Find every line in the records below that contains the string "woman" and copy each of those lines. Case counts.

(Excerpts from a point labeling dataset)
--- Start ---

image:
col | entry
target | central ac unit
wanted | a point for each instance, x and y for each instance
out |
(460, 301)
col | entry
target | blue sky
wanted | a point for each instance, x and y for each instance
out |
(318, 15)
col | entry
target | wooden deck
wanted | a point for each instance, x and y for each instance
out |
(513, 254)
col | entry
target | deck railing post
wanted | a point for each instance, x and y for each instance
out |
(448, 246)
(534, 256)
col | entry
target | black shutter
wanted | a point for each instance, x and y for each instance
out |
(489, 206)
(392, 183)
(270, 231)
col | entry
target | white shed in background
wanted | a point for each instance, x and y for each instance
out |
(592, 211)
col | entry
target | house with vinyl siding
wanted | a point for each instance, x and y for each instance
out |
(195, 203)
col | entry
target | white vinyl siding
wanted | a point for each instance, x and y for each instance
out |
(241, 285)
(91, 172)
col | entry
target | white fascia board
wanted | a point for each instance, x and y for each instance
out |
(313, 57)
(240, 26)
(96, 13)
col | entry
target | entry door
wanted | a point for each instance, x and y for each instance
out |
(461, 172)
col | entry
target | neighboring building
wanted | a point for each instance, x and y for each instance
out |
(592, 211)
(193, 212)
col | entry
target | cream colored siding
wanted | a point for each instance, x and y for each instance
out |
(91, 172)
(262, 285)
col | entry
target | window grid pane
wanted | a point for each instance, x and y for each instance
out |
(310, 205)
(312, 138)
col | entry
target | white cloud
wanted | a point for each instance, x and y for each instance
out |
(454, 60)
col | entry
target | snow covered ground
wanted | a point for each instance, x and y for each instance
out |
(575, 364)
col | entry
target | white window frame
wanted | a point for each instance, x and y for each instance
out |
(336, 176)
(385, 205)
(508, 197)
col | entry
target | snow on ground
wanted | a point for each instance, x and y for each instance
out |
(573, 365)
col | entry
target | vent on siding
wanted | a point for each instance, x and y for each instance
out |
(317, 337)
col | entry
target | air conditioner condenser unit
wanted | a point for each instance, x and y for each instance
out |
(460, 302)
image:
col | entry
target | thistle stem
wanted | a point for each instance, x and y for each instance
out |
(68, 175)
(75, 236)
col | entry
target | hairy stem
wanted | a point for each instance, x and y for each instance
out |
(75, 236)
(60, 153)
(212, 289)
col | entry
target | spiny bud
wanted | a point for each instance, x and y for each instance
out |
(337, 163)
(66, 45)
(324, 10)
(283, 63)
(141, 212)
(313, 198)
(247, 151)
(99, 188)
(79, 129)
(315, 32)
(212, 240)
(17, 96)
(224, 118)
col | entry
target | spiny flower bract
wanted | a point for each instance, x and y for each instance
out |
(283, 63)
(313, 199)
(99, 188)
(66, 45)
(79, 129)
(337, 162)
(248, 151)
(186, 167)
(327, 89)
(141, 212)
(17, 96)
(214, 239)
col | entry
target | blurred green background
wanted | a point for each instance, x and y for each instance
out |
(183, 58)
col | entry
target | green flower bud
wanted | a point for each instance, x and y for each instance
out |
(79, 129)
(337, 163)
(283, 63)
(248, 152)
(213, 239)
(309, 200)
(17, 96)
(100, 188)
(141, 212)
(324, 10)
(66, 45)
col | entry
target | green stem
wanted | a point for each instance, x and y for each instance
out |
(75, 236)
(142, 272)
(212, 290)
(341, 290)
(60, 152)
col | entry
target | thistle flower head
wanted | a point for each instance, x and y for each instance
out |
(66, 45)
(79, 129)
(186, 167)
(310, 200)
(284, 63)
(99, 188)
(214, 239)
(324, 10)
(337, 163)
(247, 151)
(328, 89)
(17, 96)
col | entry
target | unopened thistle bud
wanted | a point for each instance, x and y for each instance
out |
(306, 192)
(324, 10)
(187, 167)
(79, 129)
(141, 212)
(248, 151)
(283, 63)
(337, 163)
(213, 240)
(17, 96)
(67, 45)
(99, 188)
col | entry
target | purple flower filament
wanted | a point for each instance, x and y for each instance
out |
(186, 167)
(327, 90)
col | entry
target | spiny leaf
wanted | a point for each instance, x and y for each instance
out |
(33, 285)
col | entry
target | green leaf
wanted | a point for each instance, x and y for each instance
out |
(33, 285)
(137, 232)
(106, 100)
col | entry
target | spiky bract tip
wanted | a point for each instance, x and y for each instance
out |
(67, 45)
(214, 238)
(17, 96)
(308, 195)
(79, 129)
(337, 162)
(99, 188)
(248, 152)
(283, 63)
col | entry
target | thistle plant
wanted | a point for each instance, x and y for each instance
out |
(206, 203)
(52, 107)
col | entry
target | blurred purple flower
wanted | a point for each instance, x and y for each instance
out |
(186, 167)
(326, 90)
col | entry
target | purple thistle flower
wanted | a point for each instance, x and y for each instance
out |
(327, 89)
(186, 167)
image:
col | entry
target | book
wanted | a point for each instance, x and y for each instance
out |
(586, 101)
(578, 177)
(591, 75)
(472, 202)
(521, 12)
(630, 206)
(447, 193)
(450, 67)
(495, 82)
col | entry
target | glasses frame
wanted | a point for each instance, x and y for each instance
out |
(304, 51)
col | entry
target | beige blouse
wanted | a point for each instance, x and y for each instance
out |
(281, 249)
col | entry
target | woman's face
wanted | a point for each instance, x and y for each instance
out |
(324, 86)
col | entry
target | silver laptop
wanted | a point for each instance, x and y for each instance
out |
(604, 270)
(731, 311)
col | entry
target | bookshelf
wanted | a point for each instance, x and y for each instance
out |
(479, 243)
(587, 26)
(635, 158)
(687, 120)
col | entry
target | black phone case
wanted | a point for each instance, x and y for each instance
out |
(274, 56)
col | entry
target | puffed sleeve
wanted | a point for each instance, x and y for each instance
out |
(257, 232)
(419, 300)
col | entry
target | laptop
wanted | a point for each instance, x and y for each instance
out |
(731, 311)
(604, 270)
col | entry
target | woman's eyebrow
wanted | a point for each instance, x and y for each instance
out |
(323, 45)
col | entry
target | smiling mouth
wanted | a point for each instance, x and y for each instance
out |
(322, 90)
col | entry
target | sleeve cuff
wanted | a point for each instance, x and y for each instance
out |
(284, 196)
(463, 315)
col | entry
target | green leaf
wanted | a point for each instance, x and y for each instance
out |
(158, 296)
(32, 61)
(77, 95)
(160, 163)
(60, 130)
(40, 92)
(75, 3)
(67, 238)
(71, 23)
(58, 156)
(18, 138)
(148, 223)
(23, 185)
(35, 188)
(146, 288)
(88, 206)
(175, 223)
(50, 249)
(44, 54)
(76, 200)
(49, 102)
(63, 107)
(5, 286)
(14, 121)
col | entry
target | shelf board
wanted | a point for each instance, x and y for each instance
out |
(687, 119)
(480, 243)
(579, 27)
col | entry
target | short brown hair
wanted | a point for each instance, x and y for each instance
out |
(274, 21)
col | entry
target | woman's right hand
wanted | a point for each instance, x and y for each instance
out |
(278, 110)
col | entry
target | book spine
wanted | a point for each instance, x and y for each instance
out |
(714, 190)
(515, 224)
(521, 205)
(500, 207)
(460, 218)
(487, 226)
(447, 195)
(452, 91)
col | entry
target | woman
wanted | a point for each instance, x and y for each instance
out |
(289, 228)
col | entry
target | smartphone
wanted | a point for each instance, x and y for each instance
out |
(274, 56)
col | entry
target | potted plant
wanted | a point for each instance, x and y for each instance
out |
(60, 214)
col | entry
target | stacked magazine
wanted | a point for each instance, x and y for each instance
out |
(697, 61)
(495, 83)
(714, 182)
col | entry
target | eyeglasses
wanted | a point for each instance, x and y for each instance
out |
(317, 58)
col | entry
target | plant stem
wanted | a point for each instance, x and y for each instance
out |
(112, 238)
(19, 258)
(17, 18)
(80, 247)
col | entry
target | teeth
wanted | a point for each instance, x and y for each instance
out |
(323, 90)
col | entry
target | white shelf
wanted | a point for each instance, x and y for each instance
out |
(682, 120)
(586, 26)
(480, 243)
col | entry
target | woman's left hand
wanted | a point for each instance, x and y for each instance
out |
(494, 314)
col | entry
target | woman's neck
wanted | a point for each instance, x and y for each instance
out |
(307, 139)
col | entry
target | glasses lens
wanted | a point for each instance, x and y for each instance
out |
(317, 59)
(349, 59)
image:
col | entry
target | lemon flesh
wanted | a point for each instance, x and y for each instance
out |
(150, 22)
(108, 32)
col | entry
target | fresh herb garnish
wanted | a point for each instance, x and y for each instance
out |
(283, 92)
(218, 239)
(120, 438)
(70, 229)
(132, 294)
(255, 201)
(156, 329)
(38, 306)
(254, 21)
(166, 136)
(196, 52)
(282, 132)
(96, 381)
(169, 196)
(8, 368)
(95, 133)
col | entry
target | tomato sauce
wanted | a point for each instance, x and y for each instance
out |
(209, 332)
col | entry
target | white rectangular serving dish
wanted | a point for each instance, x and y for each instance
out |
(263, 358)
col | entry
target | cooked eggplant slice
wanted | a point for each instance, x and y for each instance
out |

--- End ---

- [Result of the task]
target | woman's face
target | woman's eyebrow
target | woman's right hand
target | woman
target | woman's left hand
target | woman's neck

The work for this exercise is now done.